Consegna:
Citi alla lettera tutto il passo del testo sul Parco Ungaretti di Sagrado riportato più sotto, a partire da "CASTELNUOVO È CARATTERIZZATO" e giù fino a "campi di battaglia.".

##### Sezione del documento #####

PARCO UNGARETTI DI SAGRADO


Castelvecchio - Sagrado, Friuli-Venezia Giulia

CASTELVECCHIO


Amici di Castelnuovo

Amici di Castelnuovo


CASTELNUOVO È CARATTERIZZATO DALLA PRESENZA DELLA SUGGESTIVA 

VILLA DELLA TORRE HOHENLOHE


PARCO UNGARETTI DI SAGRADO


Il territorio di San Martino del Carso (Comune di Sagrado), teatro di durissime battaglie, è stato uno dei luoghi dove ha combattuto Giuseppe Ungaretti e che lo hanno ispirato per la sua prima raccolta di poesie, "Il porto sepolto", pubblicato la prima volta nel 1916. Figura di riferimento nel panorama letterario e storico italiano del '900, Ungaretti viene ricordato anche attraverso un Parco che porta il suo nome.
Questo luogo si trova nella località di Castelnuovo, in una villa circondata da vigneti che un tempo sono stati i campi di battaglia.

La stessa villa è stata sede per un periodo del comando militare italiano come testimoniano i graffiti di soldati recentemente portati alla luce.

Il Parco Ungaretti, di proprietà dell'Associazione Amici di Castelnuovo di Sagrado, è stato restaurato su progetto dell'Architetto Paolo Bornello.

L'intento è accompagnare il visitatore alla scoperta della relazione esistente tra paesaggio carsico, Grande Guerra e Giuseppe Ungaretti.

Gli spazi sono caratterizzati da tre aree principali: la prima è quella della Torre, situata a ridosso dell'antico muro di contenimento del giardino, formata da una struttura portante in tronchi di legno grezzo alta 10 metri che sorreggono una struttura cubica in acciaio cor-ten (acciaio patinato) con due lati in vetro dove sono incise le poesie di Ungaretti.
La seconda area è quella del Recinto Sacro, una piccola collina dove sono posizionati 10 blocchi di pietra carsica che racchiudono una stele in acciaio cor-ten arrugginito.

Sia le pietre che la stele portano incise le poesie di Ungaretti.
Infine si trova il Sacrario, un labirinto di pali in legno grezzo alti 6,10 metri, posizionati su una griglia di 6x6 metri in modo da obbligare il visitatore ad attraversarli senza indicazione di direzione.Al centro si trova una lastra di ottone con inciso il ritratto di Ungaretti in età matura (opera di Franco Dugo) sorretta da due pali con incise le poesie di Ungaretti.

##### Righe archiviate #####

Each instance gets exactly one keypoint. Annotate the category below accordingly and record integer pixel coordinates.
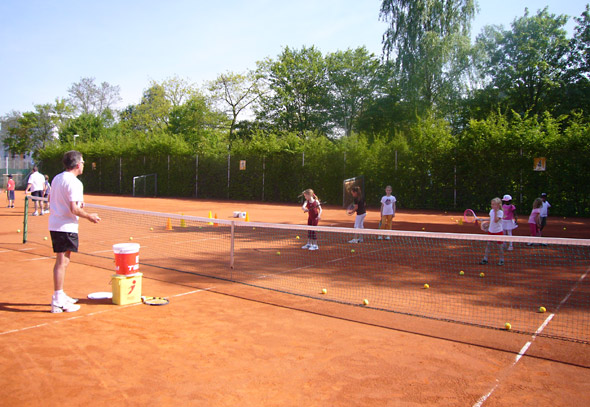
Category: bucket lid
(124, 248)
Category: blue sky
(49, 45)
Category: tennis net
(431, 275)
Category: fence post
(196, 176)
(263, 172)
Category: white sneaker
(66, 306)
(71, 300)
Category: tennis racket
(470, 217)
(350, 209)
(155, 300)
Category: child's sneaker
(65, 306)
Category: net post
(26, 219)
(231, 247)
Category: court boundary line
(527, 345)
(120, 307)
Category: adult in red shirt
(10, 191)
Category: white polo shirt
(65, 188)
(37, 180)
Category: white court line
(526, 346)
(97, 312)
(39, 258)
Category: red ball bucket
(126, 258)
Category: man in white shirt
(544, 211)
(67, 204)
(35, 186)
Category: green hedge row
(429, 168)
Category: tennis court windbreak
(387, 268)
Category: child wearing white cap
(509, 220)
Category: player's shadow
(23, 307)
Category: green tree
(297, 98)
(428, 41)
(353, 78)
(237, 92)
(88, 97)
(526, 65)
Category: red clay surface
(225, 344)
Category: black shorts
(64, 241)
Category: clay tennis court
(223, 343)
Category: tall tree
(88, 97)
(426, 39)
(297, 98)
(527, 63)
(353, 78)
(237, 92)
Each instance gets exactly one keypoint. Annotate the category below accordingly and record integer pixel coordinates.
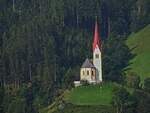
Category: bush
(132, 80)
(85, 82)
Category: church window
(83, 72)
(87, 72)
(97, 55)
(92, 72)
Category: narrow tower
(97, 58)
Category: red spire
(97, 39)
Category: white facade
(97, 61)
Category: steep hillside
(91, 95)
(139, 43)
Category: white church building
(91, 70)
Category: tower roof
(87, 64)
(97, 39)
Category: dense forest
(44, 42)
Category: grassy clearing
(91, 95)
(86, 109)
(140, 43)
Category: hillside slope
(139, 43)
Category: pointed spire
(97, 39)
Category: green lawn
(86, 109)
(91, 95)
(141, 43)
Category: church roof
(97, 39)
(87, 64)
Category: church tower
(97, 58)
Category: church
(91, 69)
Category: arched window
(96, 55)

#####
##### Righe archiviate #####

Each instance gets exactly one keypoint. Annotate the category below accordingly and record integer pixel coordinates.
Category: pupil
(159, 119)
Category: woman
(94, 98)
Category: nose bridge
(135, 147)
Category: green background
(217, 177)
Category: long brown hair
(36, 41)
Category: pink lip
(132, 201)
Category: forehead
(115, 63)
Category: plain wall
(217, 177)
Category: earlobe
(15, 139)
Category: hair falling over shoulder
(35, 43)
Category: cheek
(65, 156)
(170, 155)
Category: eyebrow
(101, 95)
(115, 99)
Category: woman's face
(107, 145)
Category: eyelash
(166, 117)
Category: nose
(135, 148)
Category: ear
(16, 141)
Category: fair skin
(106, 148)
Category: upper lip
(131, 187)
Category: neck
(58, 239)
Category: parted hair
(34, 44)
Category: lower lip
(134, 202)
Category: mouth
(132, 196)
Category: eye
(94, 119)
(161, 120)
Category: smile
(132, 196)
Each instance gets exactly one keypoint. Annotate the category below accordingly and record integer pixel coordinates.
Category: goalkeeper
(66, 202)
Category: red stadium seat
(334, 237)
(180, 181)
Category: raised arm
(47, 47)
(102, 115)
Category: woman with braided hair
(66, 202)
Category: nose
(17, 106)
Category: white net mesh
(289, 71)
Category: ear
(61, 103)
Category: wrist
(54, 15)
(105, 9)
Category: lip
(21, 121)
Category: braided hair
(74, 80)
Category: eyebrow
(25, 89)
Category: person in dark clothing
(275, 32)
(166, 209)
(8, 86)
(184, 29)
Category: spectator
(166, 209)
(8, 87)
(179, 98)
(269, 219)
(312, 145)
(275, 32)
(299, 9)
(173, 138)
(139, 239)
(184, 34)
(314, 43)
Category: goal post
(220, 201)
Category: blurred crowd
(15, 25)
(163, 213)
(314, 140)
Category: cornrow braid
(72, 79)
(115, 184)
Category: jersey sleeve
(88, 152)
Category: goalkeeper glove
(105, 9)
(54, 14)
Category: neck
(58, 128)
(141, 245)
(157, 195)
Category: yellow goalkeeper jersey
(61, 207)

#####

Risposta svolta:
CASTELNUOVO È CARATTERIZZATO DALLA PRESENZA DELLA SUGGESTIVA 

VILLA DELLA TORRE HOHENLOHE


PARCO UNGARETTI DI SAGRADO


Il territorio di San Martino del Carso (Comune di Sagrado), teatro di durissime battaglie, è stato uno dei luoghi dove ha combattuto Giuseppe Ungaretti e che lo hanno ispirato per la sua prima raccolta di poesie, "Il porto sepolto", pubblicato la prima volta nel 1916. Figura di riferimento nel panorama letterario e storico italiano del '900, Ungaretti viene ricordato anche attraverso un Parco che porta il suo nome.
Questo luogo si trova nella località di Castelnuovo, in una villa circondata da vigneti che un tempo sono stati i campi di battaglia.